Rewrite the lines from the line with "As a warehouse robot's perception module, locate woman's leg" to the line with "93, 63, 147, 249", both included, keeping the requests unchanged and scaling every bounding-box coordinate in the answers by 1.05, rounded to the nearest whole number with halves going up. Output only those lines.

---+---

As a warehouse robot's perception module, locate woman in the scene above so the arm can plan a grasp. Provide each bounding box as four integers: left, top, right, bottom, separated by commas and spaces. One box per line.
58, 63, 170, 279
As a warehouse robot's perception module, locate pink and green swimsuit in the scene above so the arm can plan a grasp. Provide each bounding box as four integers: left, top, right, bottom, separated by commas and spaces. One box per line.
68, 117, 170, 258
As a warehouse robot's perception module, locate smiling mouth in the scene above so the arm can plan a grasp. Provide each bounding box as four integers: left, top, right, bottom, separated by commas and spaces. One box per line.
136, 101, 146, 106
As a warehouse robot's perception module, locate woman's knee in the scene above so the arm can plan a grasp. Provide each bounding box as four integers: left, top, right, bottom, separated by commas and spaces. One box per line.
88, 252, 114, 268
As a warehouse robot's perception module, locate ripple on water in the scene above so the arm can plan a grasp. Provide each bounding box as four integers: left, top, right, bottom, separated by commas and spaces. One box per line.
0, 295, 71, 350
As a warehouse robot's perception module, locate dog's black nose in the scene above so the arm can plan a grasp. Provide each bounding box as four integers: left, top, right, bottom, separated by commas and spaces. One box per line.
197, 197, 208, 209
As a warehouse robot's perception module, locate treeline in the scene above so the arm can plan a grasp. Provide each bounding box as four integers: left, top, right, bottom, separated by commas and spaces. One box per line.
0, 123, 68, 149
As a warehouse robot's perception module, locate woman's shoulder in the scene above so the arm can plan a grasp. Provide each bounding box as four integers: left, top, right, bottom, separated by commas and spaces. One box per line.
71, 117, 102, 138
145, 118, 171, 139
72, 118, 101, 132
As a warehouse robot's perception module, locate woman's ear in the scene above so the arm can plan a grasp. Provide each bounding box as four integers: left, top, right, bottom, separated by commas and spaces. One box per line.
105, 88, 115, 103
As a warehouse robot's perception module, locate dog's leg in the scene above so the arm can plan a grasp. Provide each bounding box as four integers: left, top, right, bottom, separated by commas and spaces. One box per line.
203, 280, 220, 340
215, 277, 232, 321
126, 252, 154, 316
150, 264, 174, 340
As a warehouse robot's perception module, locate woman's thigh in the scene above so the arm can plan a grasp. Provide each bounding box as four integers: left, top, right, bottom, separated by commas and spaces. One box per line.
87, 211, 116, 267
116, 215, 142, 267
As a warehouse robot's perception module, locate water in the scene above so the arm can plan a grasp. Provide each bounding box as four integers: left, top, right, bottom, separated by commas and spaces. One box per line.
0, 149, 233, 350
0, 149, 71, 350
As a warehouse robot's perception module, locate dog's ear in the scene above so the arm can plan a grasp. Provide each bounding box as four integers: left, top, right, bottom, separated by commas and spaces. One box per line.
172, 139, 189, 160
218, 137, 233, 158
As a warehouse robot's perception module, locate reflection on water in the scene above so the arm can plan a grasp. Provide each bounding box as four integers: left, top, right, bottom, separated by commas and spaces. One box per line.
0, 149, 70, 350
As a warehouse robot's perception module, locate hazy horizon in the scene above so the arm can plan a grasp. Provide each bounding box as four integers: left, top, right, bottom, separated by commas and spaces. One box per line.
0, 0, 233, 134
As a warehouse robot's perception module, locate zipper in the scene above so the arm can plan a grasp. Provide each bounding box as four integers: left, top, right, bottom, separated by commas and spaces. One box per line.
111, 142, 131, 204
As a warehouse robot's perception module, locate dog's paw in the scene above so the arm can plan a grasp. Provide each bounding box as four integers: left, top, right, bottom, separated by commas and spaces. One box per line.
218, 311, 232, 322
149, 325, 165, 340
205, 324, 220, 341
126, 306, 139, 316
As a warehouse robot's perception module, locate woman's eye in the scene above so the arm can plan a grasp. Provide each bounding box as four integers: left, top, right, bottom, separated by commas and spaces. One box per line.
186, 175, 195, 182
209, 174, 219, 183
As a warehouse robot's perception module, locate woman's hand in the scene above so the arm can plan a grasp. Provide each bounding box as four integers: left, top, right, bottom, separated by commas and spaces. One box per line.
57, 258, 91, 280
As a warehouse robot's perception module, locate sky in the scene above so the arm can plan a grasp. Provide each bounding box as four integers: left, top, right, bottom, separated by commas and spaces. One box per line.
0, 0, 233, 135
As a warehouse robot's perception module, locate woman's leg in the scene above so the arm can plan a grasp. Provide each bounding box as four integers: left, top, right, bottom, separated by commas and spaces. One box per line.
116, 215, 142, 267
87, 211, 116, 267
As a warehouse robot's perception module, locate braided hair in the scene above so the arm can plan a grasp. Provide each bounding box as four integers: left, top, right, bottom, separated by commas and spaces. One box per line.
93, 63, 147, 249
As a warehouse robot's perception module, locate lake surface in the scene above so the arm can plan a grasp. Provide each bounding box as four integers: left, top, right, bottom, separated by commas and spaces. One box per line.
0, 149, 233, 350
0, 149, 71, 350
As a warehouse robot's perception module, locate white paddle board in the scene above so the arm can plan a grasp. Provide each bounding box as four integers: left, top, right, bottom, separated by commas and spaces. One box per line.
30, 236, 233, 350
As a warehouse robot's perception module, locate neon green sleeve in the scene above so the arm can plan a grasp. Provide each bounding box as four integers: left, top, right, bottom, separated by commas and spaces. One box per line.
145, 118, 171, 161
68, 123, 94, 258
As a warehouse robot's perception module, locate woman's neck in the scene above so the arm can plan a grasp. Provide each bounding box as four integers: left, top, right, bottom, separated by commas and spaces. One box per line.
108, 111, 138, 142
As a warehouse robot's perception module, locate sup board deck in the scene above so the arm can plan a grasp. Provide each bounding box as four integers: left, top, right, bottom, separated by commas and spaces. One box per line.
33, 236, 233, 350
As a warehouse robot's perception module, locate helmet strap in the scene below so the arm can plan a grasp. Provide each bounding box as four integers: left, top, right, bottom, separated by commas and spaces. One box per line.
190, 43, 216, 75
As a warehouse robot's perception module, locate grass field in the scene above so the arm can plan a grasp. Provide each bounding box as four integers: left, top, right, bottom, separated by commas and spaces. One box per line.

---+---

_SOLUTION_
As a warehouse robot's perception module, locate woman's leg in the scene above so the arm can plan a grasp. Provide each bounding box as four integers: left, top, right, bottom, separated by commas and spaces. One box per line.
122, 226, 149, 280
91, 222, 122, 280
As a warehouse robot's perception module, locate braided hair in the scene above so the arm can plan a grasp. Provide each bounding box as four integers: left, top, right, bottom, separated by commas and spaces. One box per line.
98, 66, 154, 261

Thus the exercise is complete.